What to work on:
Copy exactly the lines from the "Note to the class: find each instance of the headstone" line to the end, both included, and nothing else.

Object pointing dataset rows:
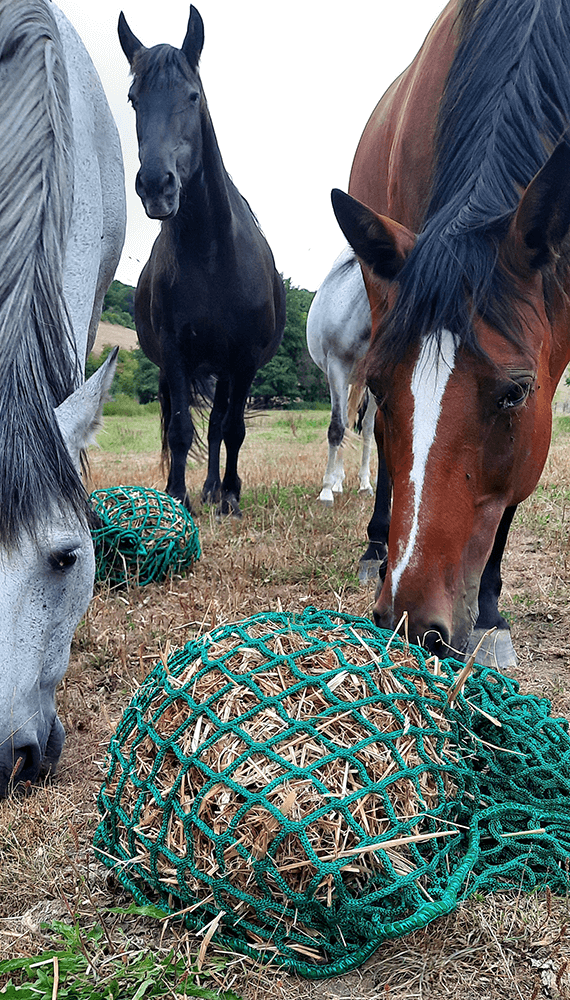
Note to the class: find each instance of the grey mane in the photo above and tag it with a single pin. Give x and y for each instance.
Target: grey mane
(38, 360)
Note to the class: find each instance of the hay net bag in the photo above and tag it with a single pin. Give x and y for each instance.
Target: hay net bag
(311, 786)
(143, 535)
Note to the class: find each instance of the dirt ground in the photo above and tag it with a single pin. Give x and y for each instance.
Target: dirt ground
(287, 552)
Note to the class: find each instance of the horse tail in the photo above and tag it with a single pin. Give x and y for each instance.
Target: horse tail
(39, 365)
(357, 402)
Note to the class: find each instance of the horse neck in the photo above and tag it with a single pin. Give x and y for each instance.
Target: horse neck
(206, 202)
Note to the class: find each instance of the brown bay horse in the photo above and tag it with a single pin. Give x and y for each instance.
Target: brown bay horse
(459, 209)
(209, 305)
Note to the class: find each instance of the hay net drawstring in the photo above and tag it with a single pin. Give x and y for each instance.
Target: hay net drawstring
(143, 536)
(315, 787)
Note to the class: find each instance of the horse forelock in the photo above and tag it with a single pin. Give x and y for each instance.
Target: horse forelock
(38, 360)
(161, 66)
(505, 105)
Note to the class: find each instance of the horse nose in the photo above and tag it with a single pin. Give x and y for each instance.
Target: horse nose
(155, 183)
(433, 635)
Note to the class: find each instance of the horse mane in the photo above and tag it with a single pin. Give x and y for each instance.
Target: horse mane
(160, 65)
(39, 367)
(506, 103)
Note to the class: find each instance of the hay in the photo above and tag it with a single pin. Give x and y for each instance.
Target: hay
(276, 772)
(303, 786)
(144, 535)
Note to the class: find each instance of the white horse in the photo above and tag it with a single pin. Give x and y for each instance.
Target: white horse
(338, 335)
(62, 220)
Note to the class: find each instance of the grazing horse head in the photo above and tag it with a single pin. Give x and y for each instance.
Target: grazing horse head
(470, 305)
(46, 582)
(51, 293)
(167, 96)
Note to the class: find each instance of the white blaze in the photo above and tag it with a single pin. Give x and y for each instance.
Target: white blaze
(429, 379)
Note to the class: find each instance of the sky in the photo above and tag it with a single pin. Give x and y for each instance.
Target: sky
(290, 87)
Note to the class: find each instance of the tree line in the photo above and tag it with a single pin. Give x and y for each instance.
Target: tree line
(290, 379)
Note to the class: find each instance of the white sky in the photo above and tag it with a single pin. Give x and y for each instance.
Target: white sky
(290, 87)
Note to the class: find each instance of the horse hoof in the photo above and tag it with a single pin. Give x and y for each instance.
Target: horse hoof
(497, 650)
(368, 571)
(229, 507)
(326, 497)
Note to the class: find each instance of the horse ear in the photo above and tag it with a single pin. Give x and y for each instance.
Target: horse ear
(542, 219)
(129, 42)
(79, 416)
(379, 242)
(194, 42)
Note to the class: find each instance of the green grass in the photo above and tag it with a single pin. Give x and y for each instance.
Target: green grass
(137, 432)
(130, 427)
(560, 426)
(88, 965)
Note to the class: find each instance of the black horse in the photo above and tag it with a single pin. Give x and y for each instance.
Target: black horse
(210, 305)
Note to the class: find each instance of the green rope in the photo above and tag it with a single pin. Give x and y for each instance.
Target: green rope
(144, 536)
(497, 761)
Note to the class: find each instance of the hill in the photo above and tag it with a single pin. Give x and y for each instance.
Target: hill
(117, 336)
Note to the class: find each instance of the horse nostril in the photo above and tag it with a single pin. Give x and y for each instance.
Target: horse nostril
(435, 638)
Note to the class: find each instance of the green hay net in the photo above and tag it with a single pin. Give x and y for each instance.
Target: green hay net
(144, 536)
(309, 786)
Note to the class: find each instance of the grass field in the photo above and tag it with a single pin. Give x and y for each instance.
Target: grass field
(286, 552)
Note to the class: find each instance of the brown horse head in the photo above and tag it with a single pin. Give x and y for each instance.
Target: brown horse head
(464, 421)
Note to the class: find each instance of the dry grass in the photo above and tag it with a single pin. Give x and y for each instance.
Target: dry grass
(288, 553)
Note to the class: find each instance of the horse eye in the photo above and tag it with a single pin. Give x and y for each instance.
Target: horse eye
(62, 560)
(517, 393)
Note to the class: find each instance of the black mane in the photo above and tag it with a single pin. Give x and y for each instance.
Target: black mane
(160, 67)
(506, 104)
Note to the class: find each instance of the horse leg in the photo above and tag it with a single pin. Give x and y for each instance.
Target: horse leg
(497, 649)
(212, 486)
(233, 428)
(334, 472)
(177, 430)
(367, 438)
(372, 565)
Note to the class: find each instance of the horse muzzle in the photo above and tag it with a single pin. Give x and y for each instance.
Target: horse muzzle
(21, 766)
(160, 195)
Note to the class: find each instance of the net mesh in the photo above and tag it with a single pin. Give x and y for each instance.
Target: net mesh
(314, 786)
(144, 536)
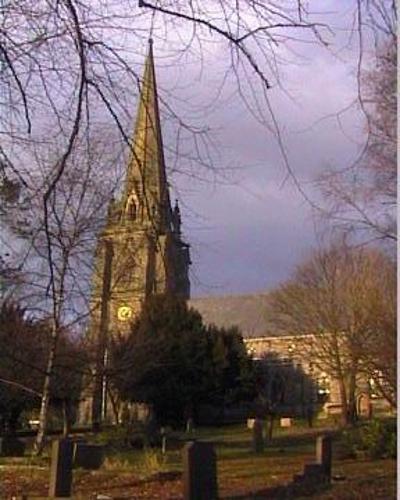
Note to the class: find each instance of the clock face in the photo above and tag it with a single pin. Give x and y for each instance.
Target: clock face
(124, 313)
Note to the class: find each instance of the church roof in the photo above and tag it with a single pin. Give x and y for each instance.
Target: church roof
(146, 174)
(250, 313)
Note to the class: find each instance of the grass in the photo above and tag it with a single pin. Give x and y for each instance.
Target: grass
(242, 474)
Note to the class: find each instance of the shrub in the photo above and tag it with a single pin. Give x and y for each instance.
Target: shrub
(376, 439)
(154, 462)
(379, 439)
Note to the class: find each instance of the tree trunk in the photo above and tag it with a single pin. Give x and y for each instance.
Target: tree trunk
(44, 406)
(343, 401)
(352, 403)
(66, 418)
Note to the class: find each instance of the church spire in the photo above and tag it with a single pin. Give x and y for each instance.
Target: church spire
(146, 183)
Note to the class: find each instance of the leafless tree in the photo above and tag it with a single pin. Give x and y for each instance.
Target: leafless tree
(361, 198)
(339, 296)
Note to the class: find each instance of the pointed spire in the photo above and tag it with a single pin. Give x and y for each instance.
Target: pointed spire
(146, 177)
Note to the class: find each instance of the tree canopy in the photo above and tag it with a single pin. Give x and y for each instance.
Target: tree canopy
(173, 362)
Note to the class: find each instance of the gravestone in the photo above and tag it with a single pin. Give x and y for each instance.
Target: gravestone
(314, 473)
(250, 423)
(199, 472)
(286, 422)
(323, 454)
(61, 468)
(10, 446)
(258, 436)
(87, 456)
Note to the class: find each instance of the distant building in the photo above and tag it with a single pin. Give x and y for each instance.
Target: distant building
(140, 250)
(252, 315)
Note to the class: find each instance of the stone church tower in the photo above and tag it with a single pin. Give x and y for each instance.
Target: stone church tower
(140, 250)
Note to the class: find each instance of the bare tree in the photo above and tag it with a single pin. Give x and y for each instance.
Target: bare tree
(361, 198)
(337, 295)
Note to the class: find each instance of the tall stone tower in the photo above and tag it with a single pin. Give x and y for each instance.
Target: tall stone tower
(140, 250)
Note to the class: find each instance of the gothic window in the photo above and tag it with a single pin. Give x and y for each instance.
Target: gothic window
(131, 206)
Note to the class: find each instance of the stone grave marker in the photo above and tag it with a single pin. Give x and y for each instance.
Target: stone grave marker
(323, 454)
(61, 468)
(199, 472)
(286, 422)
(250, 423)
(258, 436)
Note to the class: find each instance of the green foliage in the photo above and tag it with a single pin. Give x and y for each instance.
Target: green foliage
(173, 362)
(153, 462)
(376, 439)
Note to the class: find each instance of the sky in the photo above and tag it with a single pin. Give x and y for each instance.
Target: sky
(249, 227)
(247, 223)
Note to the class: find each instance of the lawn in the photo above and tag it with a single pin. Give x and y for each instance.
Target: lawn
(242, 474)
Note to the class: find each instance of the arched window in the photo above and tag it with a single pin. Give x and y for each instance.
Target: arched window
(131, 206)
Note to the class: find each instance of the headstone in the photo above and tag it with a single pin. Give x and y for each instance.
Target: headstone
(323, 453)
(189, 425)
(163, 444)
(61, 468)
(10, 446)
(88, 456)
(314, 473)
(199, 472)
(365, 406)
(286, 422)
(250, 423)
(258, 436)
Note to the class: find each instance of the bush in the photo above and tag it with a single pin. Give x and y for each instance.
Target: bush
(376, 439)
(379, 439)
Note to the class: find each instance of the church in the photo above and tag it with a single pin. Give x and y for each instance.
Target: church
(140, 250)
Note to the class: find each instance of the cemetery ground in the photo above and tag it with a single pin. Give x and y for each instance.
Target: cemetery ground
(242, 473)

Solution:
Note to the class: find each instance of the headstone in the photo above and tag it with a single pin. Give x and y for each instance.
Target: headstone
(323, 453)
(189, 425)
(163, 444)
(61, 468)
(10, 446)
(88, 456)
(314, 473)
(199, 472)
(365, 406)
(286, 422)
(250, 423)
(258, 436)
Note to the class: find each instance of the bush in the photo above and tag it with a single pin. Give x and y for each instance.
Target: bush
(376, 439)
(379, 439)
Note to the class: find each instance of the church in the photo above and tag it with a single pin. Give x and y for each instance.
Target: church
(140, 250)
Note to the class: find each instance of the cemetery ground in the photo above and tag it with a single pin. Give x and y for each instance.
Target: cemetery ground
(242, 473)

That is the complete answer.